Rhetorik, Requisiten & Redefiguren

8. April 2022 von Tatjana Lackner, MBA

Bildhaft sprechen, bedeutet Redefiguren zu verwenden. Sie sind die Requisiten einer guten Rede und wirken in einem Gespräch Wunder. Jeder Mensch benutzt sie, aber nicht jeder weiß es. Sie helfen uns dabei, Inhalte klarer zu transportieren und Aussagen werden lebendig und anschaulich.

Versuchen Sie in nächster Zeit, den Menschen in Ihrer Umgebung mehr „zu erzählen“ anstelle „Fakten aufzulisten“. Malen Sie mit Ihrer Sprache bunte Bilder in die Köpfe der Menschen und erleben Sie, dass Ihre Botschaften besser behalten werden.

Zuletzt hatten wir in Österreich einen Wahlkampf mit 72 TV-Duellen zu Ende gebracht. Aus der medialen Polit-Soap, die den Sendern Quote brachte, können wir auch sprachlich Lehren ziehen.

1. Alliteration

“Wen würde das Klima wählen” stand einst auf dem Wahlplakat der Grünen. Besonders in der Werbung erleben wir, dass gerne gleiche Anfangsbuchstaben verwendet werden. “Manner mag man eben”, “Mars macht mobil” oder “Veni, Vidi, Visa” sind nur einige Beispiele. Auch der Titel dieses Artikels fällt unter die Alliteration. Manch alliterativer Zungenbrecher hat uns schon als Kinder Freude bereitet. Das war bei “Blaukraut bleibt Blaukraut und Brautkleid bleibt Brautkleid” ebenso, wie bei: “Fischers Fritze fischt frische Fische. Frische Fische fischt Fischers Fritze.”

In der Filmindustrie war es sogar viele Jahre lang modern einen Vornamen mit dem gleichen Anfangsbuchstaben, wie dem Nachnamen zu wählen. Peter Pilz wäre damals “in” gewesen. Viele Künstlernamen, wie Marilyn Monroe, Greta Garbo, Brigitte Bardot belegen das. Auch Walt Disney hatte eine Vorliebe für Donald und Dagobert Duck, Minnie und Micky Mouse, Gundel Gaukeley, Daniel Düsentrieb & Co.

2. Anapher

Sebastian Kurz präsentierte diese Redefigur bei seinen medialen Auftritten oft: “Die Bürger wollen eine Politik, die sich nicht mit sich selbst beschäftigt. Die Bürger wollen, dass wir etwas arbeiten und die Bürger wollen, dass Österreich wieder gut dasteht.”

Bereitgestelltes Material:
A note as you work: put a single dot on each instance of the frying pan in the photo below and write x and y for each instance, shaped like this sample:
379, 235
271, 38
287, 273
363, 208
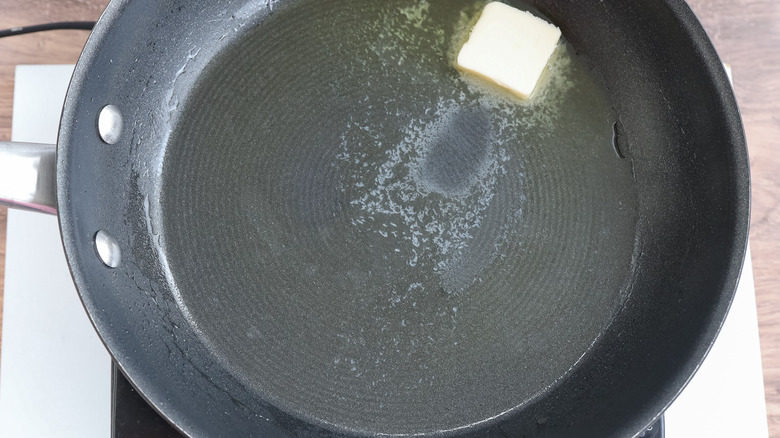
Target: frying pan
252, 276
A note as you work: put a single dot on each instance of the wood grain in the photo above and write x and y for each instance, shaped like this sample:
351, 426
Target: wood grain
745, 32
53, 47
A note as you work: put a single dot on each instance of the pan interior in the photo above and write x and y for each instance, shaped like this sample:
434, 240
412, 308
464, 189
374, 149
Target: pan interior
371, 240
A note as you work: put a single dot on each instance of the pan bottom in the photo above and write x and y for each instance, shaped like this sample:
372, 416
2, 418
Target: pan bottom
374, 242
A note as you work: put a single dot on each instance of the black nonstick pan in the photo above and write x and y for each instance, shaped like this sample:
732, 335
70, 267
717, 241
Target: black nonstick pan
297, 218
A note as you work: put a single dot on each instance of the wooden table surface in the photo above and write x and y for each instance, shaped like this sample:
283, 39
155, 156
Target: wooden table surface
745, 32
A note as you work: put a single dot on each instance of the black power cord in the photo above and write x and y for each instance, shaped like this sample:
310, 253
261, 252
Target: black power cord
75, 25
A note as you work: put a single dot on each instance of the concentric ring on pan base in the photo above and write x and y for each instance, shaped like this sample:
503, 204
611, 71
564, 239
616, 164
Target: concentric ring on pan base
321, 316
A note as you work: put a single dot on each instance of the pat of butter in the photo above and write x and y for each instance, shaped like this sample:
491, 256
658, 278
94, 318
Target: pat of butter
510, 47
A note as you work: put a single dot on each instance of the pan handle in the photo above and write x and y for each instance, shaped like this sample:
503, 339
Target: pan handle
28, 176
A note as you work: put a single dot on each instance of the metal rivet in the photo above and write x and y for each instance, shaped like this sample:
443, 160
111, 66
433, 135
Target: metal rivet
107, 249
110, 124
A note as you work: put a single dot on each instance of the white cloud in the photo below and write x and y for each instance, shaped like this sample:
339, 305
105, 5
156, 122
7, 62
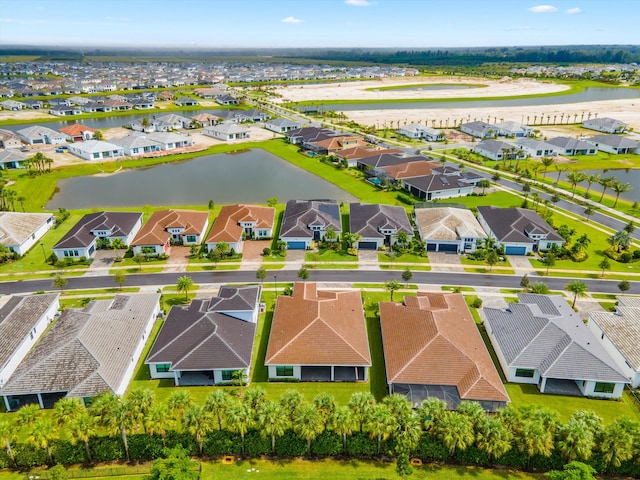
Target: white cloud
291, 20
543, 9
358, 3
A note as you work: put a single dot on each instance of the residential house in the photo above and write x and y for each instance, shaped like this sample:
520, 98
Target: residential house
305, 221
619, 334
207, 341
605, 125
11, 159
21, 231
518, 230
23, 320
81, 240
448, 229
615, 144
499, 151
96, 150
536, 148
237, 222
8, 139
86, 352
281, 125
479, 129
37, 135
433, 349
166, 227
378, 225
513, 129
170, 140
78, 132
134, 145
572, 146
318, 336
541, 341
227, 131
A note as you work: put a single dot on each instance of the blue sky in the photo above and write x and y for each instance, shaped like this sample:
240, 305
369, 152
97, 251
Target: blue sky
318, 23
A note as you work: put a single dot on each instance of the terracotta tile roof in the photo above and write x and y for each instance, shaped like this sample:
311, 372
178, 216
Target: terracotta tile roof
154, 232
433, 340
318, 328
227, 227
411, 169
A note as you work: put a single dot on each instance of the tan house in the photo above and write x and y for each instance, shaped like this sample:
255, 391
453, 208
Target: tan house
433, 349
165, 227
318, 336
237, 222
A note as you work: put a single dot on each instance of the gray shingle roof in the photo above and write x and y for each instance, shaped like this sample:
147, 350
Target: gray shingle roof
86, 351
543, 332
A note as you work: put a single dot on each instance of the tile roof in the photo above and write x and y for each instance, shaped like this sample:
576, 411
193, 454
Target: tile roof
119, 224
16, 227
227, 227
205, 336
318, 328
368, 219
299, 214
17, 317
87, 351
447, 223
511, 224
433, 340
154, 232
543, 332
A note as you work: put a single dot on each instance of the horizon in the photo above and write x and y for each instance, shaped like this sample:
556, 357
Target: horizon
306, 24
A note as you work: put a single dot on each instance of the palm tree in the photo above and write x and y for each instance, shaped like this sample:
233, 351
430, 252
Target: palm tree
196, 420
82, 428
185, 284
620, 188
239, 418
272, 421
342, 422
578, 288
574, 178
380, 422
216, 404
308, 423
42, 432
7, 433
360, 404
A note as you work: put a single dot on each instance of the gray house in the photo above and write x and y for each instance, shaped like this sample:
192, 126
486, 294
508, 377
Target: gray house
542, 341
205, 342
305, 221
378, 225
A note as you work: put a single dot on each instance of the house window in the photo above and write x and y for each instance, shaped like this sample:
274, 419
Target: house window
284, 371
525, 373
163, 367
602, 387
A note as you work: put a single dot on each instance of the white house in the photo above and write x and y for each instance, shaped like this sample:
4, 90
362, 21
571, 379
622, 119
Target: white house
96, 150
21, 231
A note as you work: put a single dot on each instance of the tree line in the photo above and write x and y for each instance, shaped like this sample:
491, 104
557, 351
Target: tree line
246, 422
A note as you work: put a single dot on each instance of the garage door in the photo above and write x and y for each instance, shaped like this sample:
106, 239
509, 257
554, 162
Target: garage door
445, 247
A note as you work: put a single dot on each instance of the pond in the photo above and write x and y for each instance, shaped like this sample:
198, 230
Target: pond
591, 94
248, 176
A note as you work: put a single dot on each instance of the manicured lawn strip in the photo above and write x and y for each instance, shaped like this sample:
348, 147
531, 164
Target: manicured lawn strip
609, 410
298, 469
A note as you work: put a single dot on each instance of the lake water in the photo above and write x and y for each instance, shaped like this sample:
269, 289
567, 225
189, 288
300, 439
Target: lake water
248, 176
591, 94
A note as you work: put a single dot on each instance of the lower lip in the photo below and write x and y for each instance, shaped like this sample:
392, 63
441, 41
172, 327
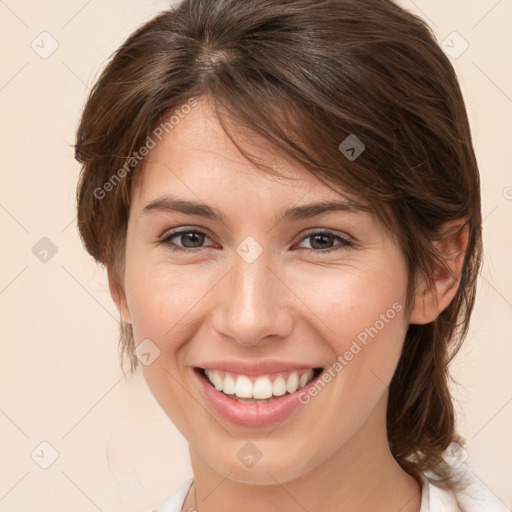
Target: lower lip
252, 415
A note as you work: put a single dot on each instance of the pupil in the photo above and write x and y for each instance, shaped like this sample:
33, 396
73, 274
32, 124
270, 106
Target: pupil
187, 238
321, 236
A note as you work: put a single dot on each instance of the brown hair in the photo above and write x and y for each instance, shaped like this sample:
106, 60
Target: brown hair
305, 74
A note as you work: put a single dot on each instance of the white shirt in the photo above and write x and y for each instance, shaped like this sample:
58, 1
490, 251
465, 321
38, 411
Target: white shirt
476, 497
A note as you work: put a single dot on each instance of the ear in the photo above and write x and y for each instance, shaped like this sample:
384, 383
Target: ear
428, 304
118, 296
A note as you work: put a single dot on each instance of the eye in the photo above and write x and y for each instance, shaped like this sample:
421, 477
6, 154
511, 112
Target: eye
322, 239
190, 240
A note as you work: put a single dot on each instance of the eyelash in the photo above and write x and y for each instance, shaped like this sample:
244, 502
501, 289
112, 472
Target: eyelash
345, 243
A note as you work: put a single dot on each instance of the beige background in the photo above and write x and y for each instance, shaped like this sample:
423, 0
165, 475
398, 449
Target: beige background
59, 377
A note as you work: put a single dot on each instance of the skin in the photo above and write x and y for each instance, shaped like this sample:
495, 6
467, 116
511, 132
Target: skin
209, 303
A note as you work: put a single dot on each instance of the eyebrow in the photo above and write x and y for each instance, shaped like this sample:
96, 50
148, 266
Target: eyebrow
171, 204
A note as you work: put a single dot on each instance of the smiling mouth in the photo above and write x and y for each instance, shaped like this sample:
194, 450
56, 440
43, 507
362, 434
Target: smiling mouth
258, 389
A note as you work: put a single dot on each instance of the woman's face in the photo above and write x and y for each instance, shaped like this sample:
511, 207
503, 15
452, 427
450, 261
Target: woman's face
244, 285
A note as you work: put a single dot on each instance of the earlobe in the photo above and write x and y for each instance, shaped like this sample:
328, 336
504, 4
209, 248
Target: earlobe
429, 303
118, 296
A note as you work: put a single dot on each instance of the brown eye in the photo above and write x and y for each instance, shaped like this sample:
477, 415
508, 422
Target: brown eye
321, 242
188, 239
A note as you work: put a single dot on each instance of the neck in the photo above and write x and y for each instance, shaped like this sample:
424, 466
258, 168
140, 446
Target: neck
361, 475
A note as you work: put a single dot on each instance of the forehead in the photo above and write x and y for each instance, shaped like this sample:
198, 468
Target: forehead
196, 159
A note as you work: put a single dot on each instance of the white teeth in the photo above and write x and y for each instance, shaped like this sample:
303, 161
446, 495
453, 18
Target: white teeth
262, 389
243, 387
279, 387
292, 384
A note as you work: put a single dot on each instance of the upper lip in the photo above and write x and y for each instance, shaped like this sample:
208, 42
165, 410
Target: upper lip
259, 367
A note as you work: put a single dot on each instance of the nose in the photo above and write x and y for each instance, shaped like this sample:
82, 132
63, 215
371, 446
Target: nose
253, 302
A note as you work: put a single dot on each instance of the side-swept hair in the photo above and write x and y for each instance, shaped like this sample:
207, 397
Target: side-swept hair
305, 74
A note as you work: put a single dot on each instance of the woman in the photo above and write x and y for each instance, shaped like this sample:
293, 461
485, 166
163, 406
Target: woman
286, 198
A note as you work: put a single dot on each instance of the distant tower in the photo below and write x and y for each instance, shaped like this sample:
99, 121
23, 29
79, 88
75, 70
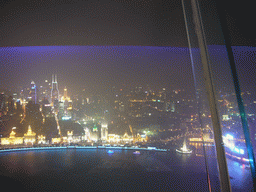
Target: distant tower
33, 92
104, 130
65, 93
55, 90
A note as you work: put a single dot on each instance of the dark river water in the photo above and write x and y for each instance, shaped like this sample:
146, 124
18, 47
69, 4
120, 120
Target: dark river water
96, 170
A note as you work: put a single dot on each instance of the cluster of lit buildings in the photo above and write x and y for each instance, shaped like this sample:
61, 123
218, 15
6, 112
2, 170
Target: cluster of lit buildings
31, 138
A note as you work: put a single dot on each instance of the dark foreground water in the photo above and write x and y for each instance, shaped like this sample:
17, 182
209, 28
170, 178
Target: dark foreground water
96, 170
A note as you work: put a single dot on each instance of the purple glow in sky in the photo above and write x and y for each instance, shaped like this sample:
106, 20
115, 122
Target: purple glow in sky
96, 67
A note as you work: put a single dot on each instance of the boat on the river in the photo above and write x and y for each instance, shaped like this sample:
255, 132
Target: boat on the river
184, 149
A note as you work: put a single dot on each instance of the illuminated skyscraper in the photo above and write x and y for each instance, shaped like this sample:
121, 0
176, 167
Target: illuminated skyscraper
55, 90
65, 93
104, 130
32, 93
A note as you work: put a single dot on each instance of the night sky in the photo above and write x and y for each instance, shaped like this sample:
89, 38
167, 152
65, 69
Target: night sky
120, 42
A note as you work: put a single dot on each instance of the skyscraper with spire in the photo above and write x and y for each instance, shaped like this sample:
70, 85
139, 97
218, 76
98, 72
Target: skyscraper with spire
32, 93
54, 91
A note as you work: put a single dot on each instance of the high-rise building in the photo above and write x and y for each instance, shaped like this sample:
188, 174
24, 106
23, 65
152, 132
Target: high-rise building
2, 102
32, 93
104, 130
54, 91
10, 105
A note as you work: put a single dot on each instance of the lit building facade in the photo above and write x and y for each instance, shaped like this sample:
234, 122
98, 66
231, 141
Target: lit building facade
104, 131
54, 92
29, 137
12, 140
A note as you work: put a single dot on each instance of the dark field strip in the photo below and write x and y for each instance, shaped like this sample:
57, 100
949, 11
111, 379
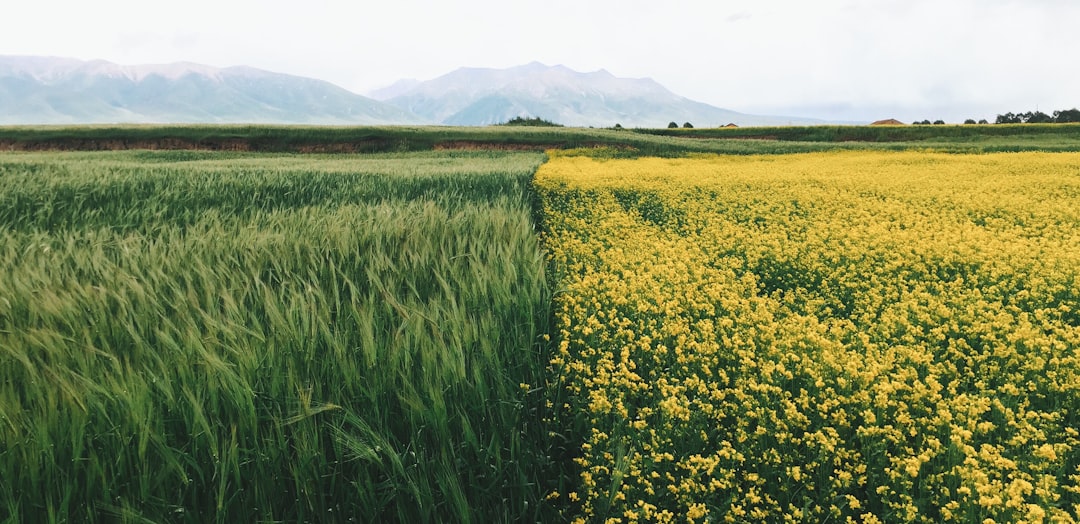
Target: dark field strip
625, 143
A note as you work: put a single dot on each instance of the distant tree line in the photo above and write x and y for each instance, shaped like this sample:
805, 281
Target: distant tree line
1039, 117
535, 121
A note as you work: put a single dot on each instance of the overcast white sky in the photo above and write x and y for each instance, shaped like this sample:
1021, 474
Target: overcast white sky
849, 59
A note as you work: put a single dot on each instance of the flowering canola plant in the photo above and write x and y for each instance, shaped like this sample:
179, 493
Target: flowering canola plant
839, 336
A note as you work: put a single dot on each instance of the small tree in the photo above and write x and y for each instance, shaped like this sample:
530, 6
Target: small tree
1067, 116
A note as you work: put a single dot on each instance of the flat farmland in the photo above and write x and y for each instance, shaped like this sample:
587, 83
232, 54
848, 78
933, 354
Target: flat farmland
216, 337
743, 330
864, 336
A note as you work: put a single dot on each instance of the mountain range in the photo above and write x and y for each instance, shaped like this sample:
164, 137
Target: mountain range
37, 90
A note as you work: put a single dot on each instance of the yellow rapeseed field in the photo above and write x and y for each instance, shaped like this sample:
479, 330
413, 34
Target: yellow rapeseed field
839, 336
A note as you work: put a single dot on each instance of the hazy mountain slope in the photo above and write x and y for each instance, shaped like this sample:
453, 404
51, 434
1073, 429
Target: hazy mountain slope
476, 96
44, 90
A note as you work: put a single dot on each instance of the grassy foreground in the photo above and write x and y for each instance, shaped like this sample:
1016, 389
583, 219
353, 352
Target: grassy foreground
207, 337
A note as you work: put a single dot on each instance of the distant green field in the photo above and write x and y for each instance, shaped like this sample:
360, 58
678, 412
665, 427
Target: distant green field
660, 142
304, 324
194, 336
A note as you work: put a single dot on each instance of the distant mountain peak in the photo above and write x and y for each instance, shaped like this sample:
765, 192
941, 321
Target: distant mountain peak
49, 90
476, 96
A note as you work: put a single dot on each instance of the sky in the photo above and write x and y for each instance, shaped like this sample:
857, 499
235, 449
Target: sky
834, 59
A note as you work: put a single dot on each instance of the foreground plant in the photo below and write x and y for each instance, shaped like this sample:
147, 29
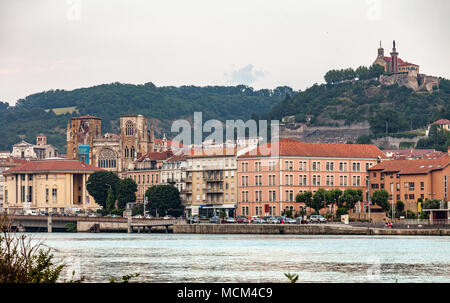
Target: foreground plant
292, 277
22, 261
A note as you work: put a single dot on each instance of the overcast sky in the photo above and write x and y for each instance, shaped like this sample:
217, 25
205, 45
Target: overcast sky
67, 44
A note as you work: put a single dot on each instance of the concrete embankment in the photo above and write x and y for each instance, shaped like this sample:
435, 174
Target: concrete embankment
294, 229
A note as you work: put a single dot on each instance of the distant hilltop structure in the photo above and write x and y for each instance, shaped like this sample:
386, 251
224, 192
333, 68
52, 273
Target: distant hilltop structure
402, 72
394, 64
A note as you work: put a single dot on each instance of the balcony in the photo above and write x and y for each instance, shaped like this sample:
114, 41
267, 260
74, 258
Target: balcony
214, 190
213, 178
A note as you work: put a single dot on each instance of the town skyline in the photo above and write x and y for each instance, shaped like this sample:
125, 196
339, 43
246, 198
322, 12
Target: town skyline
75, 45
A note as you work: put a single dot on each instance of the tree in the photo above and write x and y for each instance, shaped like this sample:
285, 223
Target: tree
341, 211
125, 192
110, 201
162, 198
399, 206
98, 184
305, 197
380, 197
349, 198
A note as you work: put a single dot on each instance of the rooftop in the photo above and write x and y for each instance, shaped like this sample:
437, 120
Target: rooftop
412, 167
61, 165
291, 147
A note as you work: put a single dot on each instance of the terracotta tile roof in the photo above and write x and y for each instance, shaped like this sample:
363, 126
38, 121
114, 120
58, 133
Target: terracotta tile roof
291, 147
210, 152
412, 167
155, 156
176, 158
169, 143
442, 121
54, 165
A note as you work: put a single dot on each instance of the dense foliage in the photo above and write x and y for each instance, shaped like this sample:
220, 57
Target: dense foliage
390, 109
438, 139
98, 185
35, 114
162, 198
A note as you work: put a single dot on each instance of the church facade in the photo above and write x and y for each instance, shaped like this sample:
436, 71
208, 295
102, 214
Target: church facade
111, 152
394, 64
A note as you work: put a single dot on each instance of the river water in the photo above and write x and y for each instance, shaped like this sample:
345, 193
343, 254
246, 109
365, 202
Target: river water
251, 258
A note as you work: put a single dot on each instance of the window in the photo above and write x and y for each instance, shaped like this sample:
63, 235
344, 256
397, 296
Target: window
329, 166
54, 194
129, 128
316, 180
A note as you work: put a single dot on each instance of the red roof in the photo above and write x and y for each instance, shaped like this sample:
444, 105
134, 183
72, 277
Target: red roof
399, 61
291, 147
54, 165
411, 167
442, 122
155, 156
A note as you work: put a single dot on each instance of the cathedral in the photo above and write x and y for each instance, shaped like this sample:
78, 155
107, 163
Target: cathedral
394, 64
112, 152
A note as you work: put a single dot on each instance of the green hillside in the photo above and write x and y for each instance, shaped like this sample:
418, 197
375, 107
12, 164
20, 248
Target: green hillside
48, 112
400, 109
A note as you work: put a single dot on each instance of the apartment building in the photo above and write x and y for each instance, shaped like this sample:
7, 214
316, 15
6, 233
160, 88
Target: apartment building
211, 182
50, 185
409, 180
268, 184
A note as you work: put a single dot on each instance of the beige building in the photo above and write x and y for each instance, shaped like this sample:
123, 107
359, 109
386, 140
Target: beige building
40, 150
50, 185
211, 182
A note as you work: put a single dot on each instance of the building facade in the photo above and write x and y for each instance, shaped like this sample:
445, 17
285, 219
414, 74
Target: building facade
173, 172
50, 185
146, 172
211, 182
268, 184
409, 180
40, 150
394, 64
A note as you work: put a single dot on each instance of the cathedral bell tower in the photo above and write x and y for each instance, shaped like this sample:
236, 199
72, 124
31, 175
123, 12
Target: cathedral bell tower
394, 61
381, 52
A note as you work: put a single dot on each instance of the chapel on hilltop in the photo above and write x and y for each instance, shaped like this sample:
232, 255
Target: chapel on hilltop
394, 64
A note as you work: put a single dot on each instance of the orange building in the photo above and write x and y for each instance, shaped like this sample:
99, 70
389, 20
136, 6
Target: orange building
409, 180
268, 184
146, 171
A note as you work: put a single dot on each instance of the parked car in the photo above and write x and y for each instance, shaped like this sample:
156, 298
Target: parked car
287, 220
259, 221
229, 220
195, 219
301, 220
243, 220
214, 220
273, 220
317, 219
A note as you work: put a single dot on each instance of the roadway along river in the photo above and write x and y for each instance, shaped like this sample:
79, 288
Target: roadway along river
252, 258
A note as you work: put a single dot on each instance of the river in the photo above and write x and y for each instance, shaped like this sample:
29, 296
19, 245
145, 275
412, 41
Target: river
251, 258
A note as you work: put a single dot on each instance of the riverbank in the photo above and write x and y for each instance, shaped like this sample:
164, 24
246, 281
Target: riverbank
302, 229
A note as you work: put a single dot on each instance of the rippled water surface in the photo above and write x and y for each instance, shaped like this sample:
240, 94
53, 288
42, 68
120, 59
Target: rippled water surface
252, 258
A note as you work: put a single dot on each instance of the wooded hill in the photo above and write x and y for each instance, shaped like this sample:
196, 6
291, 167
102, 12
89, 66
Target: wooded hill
48, 112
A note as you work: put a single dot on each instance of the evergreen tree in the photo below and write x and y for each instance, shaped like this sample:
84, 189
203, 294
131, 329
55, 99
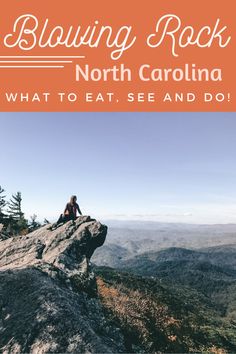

Aufgabenstellung:
**a)** Mit wie vielen TV-Duellen ging laut dem Text über Redefiguren der Wahlkampf in Österreich zu Ende?
**b)** Schreiben Sie den Text über Redefiguren im Anschluss an seinen letzten Satz weiter.
Das Material wird hier nicht gebraucht.

Lösungen:
**a)** Mit 72 TV-Duellen.

**b)**
In der Stilkunde der Rhetorik versteht man darunter die Wiederholung eines ganzen Satzteiles. In religiösen Texten und in Gedichten finden sich viele Anaphern.

3. Chiasmus

“Co2-Ausstoß (A) braucht einen Preis (B), denn wenn wir so weiter machen kostet (B) uns der Co2-Ausstoß (A) die Zukunft.” Beate Meinl-Reisinger verwendete dieses Stilmittel ebenso gerne, wie einst John F. Kennedy: “Ask not what your country can do for you – ask what you can do for your country.” Der Bandname ABBA ist übrigens ebenfalls ein Chiasmus.

Das Wort bedeutet Überkreuzung. Hier werden Worte oder Satzteile sinngemäß oder wortgetreu kreuzweise eingesetzt. Karl Marx bot ein schönes Beispiel an: “Die Waffe (A) der Kritik (B) kann allerdings die Kritik (B) der Waffen (A) nicht ersetzen.” Aber auch Goethe hat in seinem “Faust” viele Chiasmen. So lässt er beispielsweise Mephistopheles sagen: “Die Zeit ist kurz, die Kunst ist lang.”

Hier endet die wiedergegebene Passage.